**WHAT IS ASKED**
Extend the model railroad benchwork journal below, picking up right after its final sentence.

— start EXCERPTED PASSAGE —

The valance supports are just too tempting to use as handles.  I need to  beef them up so that they can  act as handles if necessary. The legs will need some type of locking mechanism for both the down and up positions.  There may be an existing table leg hardware solution we can modify. Bill mentioned that he was impressed with the folding legs but agreed that a locking device was needed.

October 21, 2012

Act II, The Benchwork Strikes Back

Another long day in the garage working on the benchwork.  It is almost ready to move to the basement for the finer detail work. I have to clear up the garage so the car can go back in there.

I tried to come up with a way to cantilever the valance so that the front view would not be obstructed. But I was not happy with any of the cantilever schemes I came up with. So I decided to add posts to the corners of each section. My wife and neighbor took at look at it and gave it a thumbs up. They did not find the posts too distracting. Once they are painted and the layout lighted from inside the valance, I think they will disappear.

I was pleasantly surprised to note how strong the valance with the posts turned out. They should hold up fine in shows. But I wouldn't pick up the layout just from the valance.

Under the layout, I added Tee nuts and bolts so that the sections can screw together without clamps. Two more necessary tasks remaining under the layout are to add some diagonal braces to the legs so they don't wobble and to add adjusting Tee nuts to the leg bottoms. These come in handy if the floor  at the exhibition location is uneven (it usually is).

Half inch lumber serves as valance posts at the corner of each section.

A closer view of the posts with a box car and paper structure mock-up for perspective. The valance panels are
not secured yet, they are just clamped on.

The narrow sections  (18 inches wide) still have plenty of room for scenery. A good backdrop will be important.
I added the sky board panels to the back. They are 16 inches tall. The opening from the valance to the water level is also 16 inches. The track will be 2.125 inches above water level.

October 20, 2012

The Show Begins....

After one day's work - twenty feet of ACWRRRS benchwork with folding legs.
Morning run to Lowes and Home Depot
B-Day has arrived!   Brian Brendel and Gerry Fitzgerald showed up with bags of power tools while I brought home a truck load of lumber and hardware to begin building the ACWRR Road Show (ACWRRRS). In about 8 hours we had completed the benchwork and legs for the first 5 sections.

We referred to the scale model mock-up several times and actually modified the design by examining and discussing the model mock-up. It proved very useful.

We used 1x4 clear pine frame members with 1x2 stiffeners and 2x2 legs with gate hinges.  The top surface of each section is a flat surface made with 1/4 inch plywood (actually premium underlay panels ). All the legs fold into the 4-foot sections. Each section weighs about 5 pounds and are quite sturdy. We used Kreg Pocket Jigs to attach the butt joined pieces creating a neat finished  appearance. The legs will get leveling Tee Nuts on their bottoms.

— end EXCERPTED PASSAGE —
— start DATA ROWS —

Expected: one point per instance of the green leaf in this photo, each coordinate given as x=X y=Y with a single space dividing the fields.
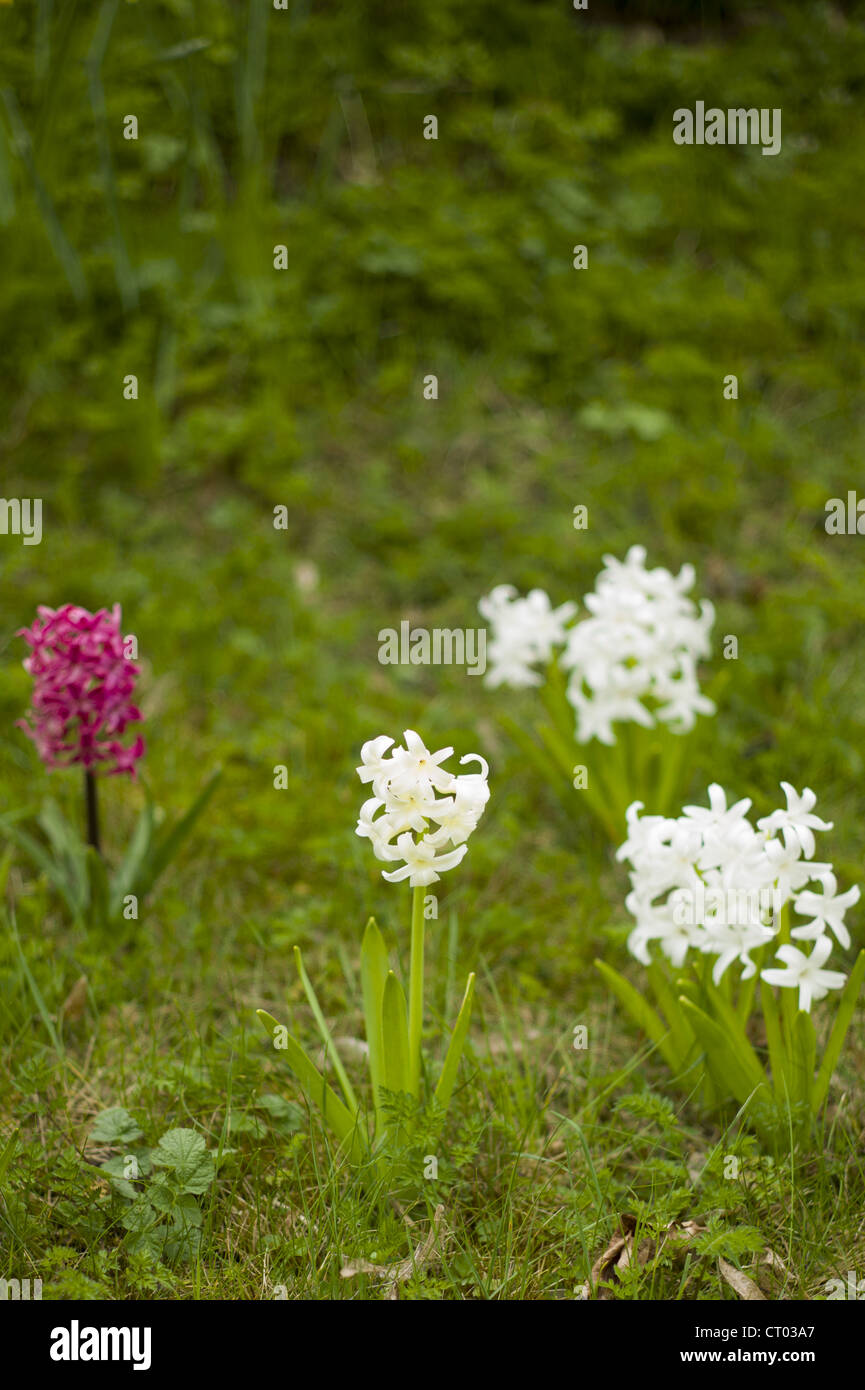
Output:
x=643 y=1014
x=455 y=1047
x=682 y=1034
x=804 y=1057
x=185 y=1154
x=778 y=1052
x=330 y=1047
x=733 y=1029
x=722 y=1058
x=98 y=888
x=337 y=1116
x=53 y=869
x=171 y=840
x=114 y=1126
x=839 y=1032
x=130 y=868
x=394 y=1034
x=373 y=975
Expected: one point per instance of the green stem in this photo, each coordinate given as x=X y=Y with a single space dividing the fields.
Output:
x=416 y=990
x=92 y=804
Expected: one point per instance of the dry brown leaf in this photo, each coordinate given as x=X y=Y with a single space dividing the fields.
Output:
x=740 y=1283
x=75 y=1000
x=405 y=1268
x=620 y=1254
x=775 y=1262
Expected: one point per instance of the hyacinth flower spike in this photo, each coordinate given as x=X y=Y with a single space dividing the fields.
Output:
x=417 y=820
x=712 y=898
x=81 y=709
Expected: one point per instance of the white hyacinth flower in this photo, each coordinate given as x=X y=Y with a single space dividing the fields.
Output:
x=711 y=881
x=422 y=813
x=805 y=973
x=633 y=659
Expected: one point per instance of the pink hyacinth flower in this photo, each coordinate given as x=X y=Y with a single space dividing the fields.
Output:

— end DATA ROWS —

**FINAL RESULT**
We are still testing  the sky board and valance geometry.  We had 12 inch sky board sections ready to go, but now we think we need a taller sky board. Fortunately, all the sky board sections were cut from a single piece of 1/8th inch tempered hardboard and cost only $8.50, so that won't hurt too much if we can't use them.  In fact,  the whole project has cost about $230 US so far.

A few more hours of finishing details and the benchwork will be done. The best part is that since we are using battery power, there is practically no wiring necessary. The power supply for the LED lights will also supply power to the trickle charge on the rails. Given that we hate wiring, that is great news.

Brian and Bernie work on the first section deciding the final construction details

Finishing up the first set of folding legs.

The first two sections set up to test height and stabilty. Most sections only have one set of legs, except the
big end section, which has two.


Gerry attaching the second set of legs to the biggest (widest) section

Bernie and Gerry posing by four of the 5 sections.  It is too long to set up all 5 sections in the garage.

October 18, 2012

Scale Model Mock-Up

Mock-up of the road show
As B-Day* approaches I thought I take some time to do a more detailed mock-up of the ACWRR Road Show to see how everything looked in 3D. I made a scale mock-up of the layout in 1/2 inch to the foot scale. Since it is an O scale layout, that works out to a model that is 1:1,152  scale.

The mock-up you see at the left is first mock-up we made based on an earlier design. This mock-up was not as detailed, but it convinced us that the design was too wide. So that help lead us to this long-linear design.






I used my laser to cut the pieces of the layout on various scrap wood and task board. I also used the laser to cut some more detailed parts like the trains, track, truss bridge and boat. The buildings and barge are pieces of scrap trimmed to rough size and shape.

Looking at the mock-up led me to change a few things. I got rid of the notch on the far left. That meant extending the side backdrop panel to the front. That will help support the valance on that end. It also allows a little more room for the boat.

I also made the notch in the river in the middle more shallow. I think it looks better.



The shipyard buildings add a nice sense of mass to the center, though it will be tight to try to fit the marine ways between the track and the layout edge. If the vessel under construction is a barge, it will make it easier to fit in.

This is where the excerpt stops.